## Task statement
In your reply, repeat every entry exactly and skip over each picture.

Image-grounded pointing data
╔══
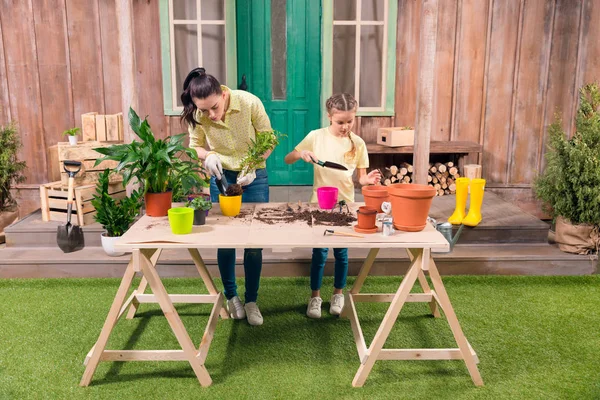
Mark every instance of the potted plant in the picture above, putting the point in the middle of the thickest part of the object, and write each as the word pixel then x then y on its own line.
pixel 115 216
pixel 570 184
pixel 11 173
pixel 72 134
pixel 159 165
pixel 263 143
pixel 200 205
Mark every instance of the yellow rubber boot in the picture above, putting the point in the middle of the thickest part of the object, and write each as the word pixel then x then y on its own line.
pixel 462 190
pixel 473 218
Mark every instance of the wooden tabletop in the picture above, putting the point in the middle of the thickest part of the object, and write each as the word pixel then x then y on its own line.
pixel 246 231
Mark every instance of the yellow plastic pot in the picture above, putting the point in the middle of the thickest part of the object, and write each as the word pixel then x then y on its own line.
pixel 181 220
pixel 230 205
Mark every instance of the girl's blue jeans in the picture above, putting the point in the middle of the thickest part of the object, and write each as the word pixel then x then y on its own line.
pixel 256 192
pixel 318 265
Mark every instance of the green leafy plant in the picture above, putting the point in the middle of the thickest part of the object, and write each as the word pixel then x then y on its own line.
pixel 570 184
pixel 200 203
pixel 264 141
pixel 11 170
pixel 71 132
pixel 116 216
pixel 159 165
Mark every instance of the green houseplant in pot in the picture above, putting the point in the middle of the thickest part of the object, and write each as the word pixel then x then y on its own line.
pixel 115 216
pixel 158 165
pixel 72 135
pixel 570 184
pixel 11 173
pixel 200 205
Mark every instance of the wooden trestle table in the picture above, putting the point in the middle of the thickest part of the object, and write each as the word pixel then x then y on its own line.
pixel 149 236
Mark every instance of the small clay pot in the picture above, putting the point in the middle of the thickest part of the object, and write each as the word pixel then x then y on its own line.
pixel 366 217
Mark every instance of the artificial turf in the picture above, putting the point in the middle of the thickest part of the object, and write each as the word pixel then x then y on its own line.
pixel 536 338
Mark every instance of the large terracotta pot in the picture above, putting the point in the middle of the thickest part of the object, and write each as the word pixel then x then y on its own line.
pixel 158 204
pixel 375 195
pixel 410 205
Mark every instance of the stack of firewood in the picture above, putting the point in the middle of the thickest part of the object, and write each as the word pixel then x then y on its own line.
pixel 441 176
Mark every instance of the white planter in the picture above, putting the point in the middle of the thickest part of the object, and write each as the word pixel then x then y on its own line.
pixel 108 244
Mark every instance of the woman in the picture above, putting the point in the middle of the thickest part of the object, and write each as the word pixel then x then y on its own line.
pixel 226 120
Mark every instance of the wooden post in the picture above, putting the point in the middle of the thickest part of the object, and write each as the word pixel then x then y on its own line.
pixel 425 90
pixel 127 58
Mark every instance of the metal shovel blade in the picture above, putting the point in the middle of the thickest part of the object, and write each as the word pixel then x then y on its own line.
pixel 69 238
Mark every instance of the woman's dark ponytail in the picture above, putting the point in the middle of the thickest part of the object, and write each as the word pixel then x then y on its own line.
pixel 200 85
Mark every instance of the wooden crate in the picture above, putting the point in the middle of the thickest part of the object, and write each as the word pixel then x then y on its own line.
pixel 53 198
pixel 85 153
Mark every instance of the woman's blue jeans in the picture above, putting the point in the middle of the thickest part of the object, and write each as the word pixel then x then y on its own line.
pixel 318 265
pixel 256 192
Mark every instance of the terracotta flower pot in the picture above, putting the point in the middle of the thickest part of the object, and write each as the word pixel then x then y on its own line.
pixel 366 217
pixel 410 205
pixel 158 204
pixel 375 195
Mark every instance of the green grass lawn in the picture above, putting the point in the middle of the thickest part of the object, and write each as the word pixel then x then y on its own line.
pixel 536 338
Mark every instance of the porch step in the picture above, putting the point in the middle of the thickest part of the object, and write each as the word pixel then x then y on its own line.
pixel 526 259
pixel 502 223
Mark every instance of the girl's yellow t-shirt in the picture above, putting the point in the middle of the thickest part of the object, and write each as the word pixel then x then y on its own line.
pixel 328 147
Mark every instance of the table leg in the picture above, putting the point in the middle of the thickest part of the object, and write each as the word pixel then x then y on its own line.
pixel 173 318
pixel 433 305
pixel 388 321
pixel 109 323
pixel 459 336
pixel 206 278
pixel 143 284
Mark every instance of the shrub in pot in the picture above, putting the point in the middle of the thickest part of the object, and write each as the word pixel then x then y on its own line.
pixel 115 216
pixel 200 205
pixel 158 165
pixel 11 173
pixel 72 135
pixel 570 183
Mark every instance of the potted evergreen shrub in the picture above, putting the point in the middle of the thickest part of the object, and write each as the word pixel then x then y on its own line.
pixel 200 205
pixel 158 165
pixel 72 135
pixel 570 184
pixel 11 173
pixel 115 216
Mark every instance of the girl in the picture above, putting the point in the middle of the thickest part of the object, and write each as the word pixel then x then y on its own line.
pixel 339 144
pixel 226 120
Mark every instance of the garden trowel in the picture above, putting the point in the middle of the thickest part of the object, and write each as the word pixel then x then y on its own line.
pixel 69 237
pixel 329 164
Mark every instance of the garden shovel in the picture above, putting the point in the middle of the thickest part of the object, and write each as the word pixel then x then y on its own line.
pixel 329 164
pixel 70 237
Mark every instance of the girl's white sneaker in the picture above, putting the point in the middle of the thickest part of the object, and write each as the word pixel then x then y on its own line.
pixel 314 307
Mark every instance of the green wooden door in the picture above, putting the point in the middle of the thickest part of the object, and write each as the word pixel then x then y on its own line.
pixel 279 53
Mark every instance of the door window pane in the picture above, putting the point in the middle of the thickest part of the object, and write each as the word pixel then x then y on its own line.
pixel 344 10
pixel 344 55
pixel 213 51
pixel 185 52
pixel 372 10
pixel 184 9
pixel 212 10
pixel 278 49
pixel 371 63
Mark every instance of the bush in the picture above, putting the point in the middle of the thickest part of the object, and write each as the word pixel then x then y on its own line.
pixel 11 170
pixel 570 184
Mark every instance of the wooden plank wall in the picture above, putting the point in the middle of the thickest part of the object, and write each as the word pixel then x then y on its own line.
pixel 503 68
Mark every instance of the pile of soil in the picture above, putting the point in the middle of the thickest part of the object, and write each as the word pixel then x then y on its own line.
pixel 333 218
pixel 273 215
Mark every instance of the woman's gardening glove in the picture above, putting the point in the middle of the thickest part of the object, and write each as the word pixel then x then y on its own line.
pixel 212 163
pixel 246 178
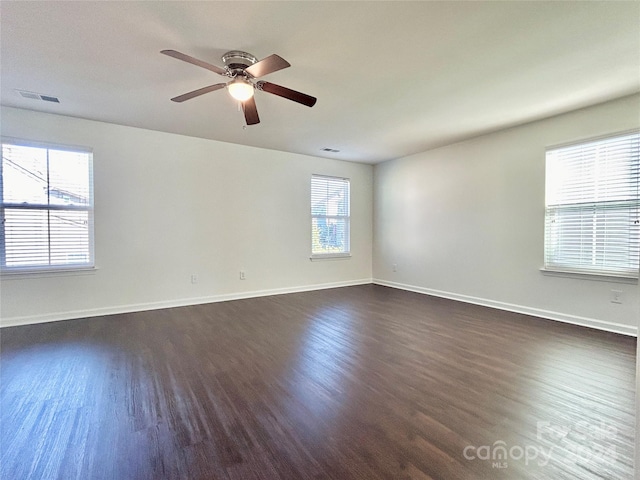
╚══
## Reply to the exercise
Mark every instance of the potted plant in the picture above, putting the point in the middle of the thickest part of the object, and write each as the word pixel then x then y on its own line.
pixel 115 216
pixel 570 184
pixel 11 173
pixel 72 134
pixel 159 165
pixel 263 143
pixel 200 205
Mark every instance of the yellow rubber boot in the picture above, putting the point in the middle of the thickest part of the object, and write each as the word pixel then x then y on its own line.
pixel 462 190
pixel 473 218
Mark every instance of the wooden tabletop in the picture above, putting the point in the middle of the thickest part of the object, and write each as the word pixel then x then y on its own line.
pixel 246 231
Mark every instance of the yellow plastic pot in the picture above, putting the point in the middle of the thickest part of the object, and write each as the word pixel then x then y on its own line.
pixel 181 220
pixel 230 205
Mark every instance of the girl's blue jeans in the picture above, putting the point in the middle of the thickest part of the object, and write each as the word pixel then x then y on its own line.
pixel 256 192
pixel 318 265
Mark every instance of the green leafy plant in the picture above, putting the point in the middle of the thickest part of the object, and write each as the word pixel then x then y on its own line.
pixel 570 184
pixel 200 203
pixel 264 141
pixel 11 170
pixel 71 132
pixel 116 216
pixel 159 165
Mark every instance of the green houseplant in pot in the picture above, putting the point in the middle of the thickest part of the object, and write each as the word pixel then x then y on its own line.
pixel 115 216
pixel 158 165
pixel 72 135
pixel 570 184
pixel 11 173
pixel 200 205
Mark every instance of the wooden trestle table in the picture above, putting the point in the middle of the thickest part of the object, and write each as the word pixel then x then y on its own line.
pixel 149 236
Mark every instance of the small clay pot in the picture above, putting the point in the middle of the thickest part of the object, and write each as the word pixel then x then y on its own line.
pixel 366 217
Mark every instance of the artificial turf in the picture above, putting the point in the middle of the thickest part of the object, and write each as the word pixel then x then y on its own line.
pixel 536 338
Mark every instance of the large terracotta pot in the picture above, putting the point in the middle of the thickest part of the object, and write each as the word pixel then x then y on its own line.
pixel 158 204
pixel 375 195
pixel 410 205
Mark every instance of the stack of firewood in the picture above, putting the point in the middle of the thickest part of the object, and write each as the word pixel then x then y on its own line.
pixel 441 176
Mark every instance of the white planter in the picture above, putting the point in the middle of the thickest part of the object, and write each as the word pixel then x then y on its own line.
pixel 108 244
Mark every instance of the woman in the picture above, putting the point in the middle of the thickest part of the object, and write each as the word pixel then x then y on its own line.
pixel 226 120
Mark every instance of the wooden post in the picture above, putting the point in the middle of the thickest part of the object, and write each as the word pixel then x then y on its own line.
pixel 425 90
pixel 127 58
Mark every instance of the metal shovel blade in the picture above, putting the point in the middle of the thickest part of the object, and write each as the word pixel then x then y on its own line.
pixel 69 238
Mark every instance of the woman's dark ponytail in the picture above, putting the point in the middle of the thickest part of the object, and write each as the word pixel then x then y on its own line.
pixel 200 85
Mark every instance of the wooden crate in the picture above, putting the point in the middle of the thickest part of the object, and write each as the word pixel then x then y on its own line.
pixel 53 198
pixel 85 153
Mark every instance of the woman's blue jeans in the picture above, putting the point in the middle of the thickest part of the object, and write each as the word pixel then x then y on its own line.
pixel 318 265
pixel 256 192
Mark every instance of the terracotta flower pot in the picture above, putting the point in the middle of the thickest part of the object, and write each as the word pixel then x then y on its own line.
pixel 366 217
pixel 410 205
pixel 158 204
pixel 375 195
Mark every instance of the green grass lawn in the picture above, putting the point in the middle of the thickest part of the object, and write each as the word pixel then x then y on its own line.
pixel 536 338
Mark every instance of the porch step in the picture above, putting the point in the middle of the thickest part of the object, and write each as the word pixel then x then y on its own line.
pixel 526 259
pixel 502 223
Mark every instance of the girl's yellow t-shirt in the picture above, putting the point in the middle of the thickest part of the object, and write each as the word pixel then x then y on its own line.
pixel 328 147
Mark every instance of the table leg in the picture above, putting the point in the middle of the thickest part of the object, and write each as the word pixel then x then y on its own line.
pixel 173 318
pixel 433 305
pixel 388 321
pixel 109 323
pixel 459 336
pixel 206 278
pixel 143 284
Mark every instance of the shrub in pot in the picture above, putting the point in the middle of the thickest part of the object, and write each as the word pixel then x then y on its own line.
pixel 115 216
pixel 200 205
pixel 158 165
pixel 11 173
pixel 72 135
pixel 570 183
Mark every instance of the potted evergreen shrub in the picture above, putting the point in the middle of the thickest part of the object, and write each as the word pixel then x then y on its own line.
pixel 200 205
pixel 158 165
pixel 72 135
pixel 570 184
pixel 11 173
pixel 115 216
Mark every instance of the girl in the picture above, putting the point in the middle of the thickest part of the object, and write each as the word pixel then x then y on its own line.
pixel 339 144
pixel 226 120
Mark every instance of the garden trowel in the picture above, putting the point in the middle of the thickest part of the object, and write each as the word pixel then x then y on its own line.
pixel 69 237
pixel 329 164
Mark every instance of the garden shovel in the picture above, putting the point in the middle of the thickest part of the object, and write each as the word pixel then x then y on its own line.
pixel 329 164
pixel 70 237
Mark every instance of the girl's white sneaker in the picture above, putting the point in the middle of the thickest part of the object, and write each as the word pixel then x then y on its own line.
pixel 314 307
Mark every instance of the green wooden door in the picture above, putting the point in the middle of the thickest part of the object, and write each as the word pixel then x then y on its own line.
pixel 279 53
Mark every instance of the door window pane in the picture above, putting the point in the middle of the thickest part of the object, and write each as the word pixel then x then y on its own line.
pixel 344 10
pixel 344 55
pixel 213 51
pixel 185 52
pixel 372 10
pixel 184 9
pixel 212 10
pixel 278 49
pixel 371 63
Mark every instance of the bush in the picture above, putting the point in the middle of the thickest part of the object, and write each as the word pixel then x then y on its own line.
pixel 11 170
pixel 570 184
Mark every instance of the wooden plank wall in the picture above, putting the point in the middle of the thickest part of the object, and write each as the word pixel then x then y on its own line.
pixel 503 68
Mark every instance of the pile of soil in the picture above, putting the point in the middle of the thickest part of the object, and write each as the word pixel then x then y on its own line.
pixel 333 218
pixel 273 215
Mark every instance of the woman's gardening glove in the picture above, putting the point in the middle of the thickest part of the object, and write each as the word pixel then x then y on its own line.
pixel 212 163
pixel 246 178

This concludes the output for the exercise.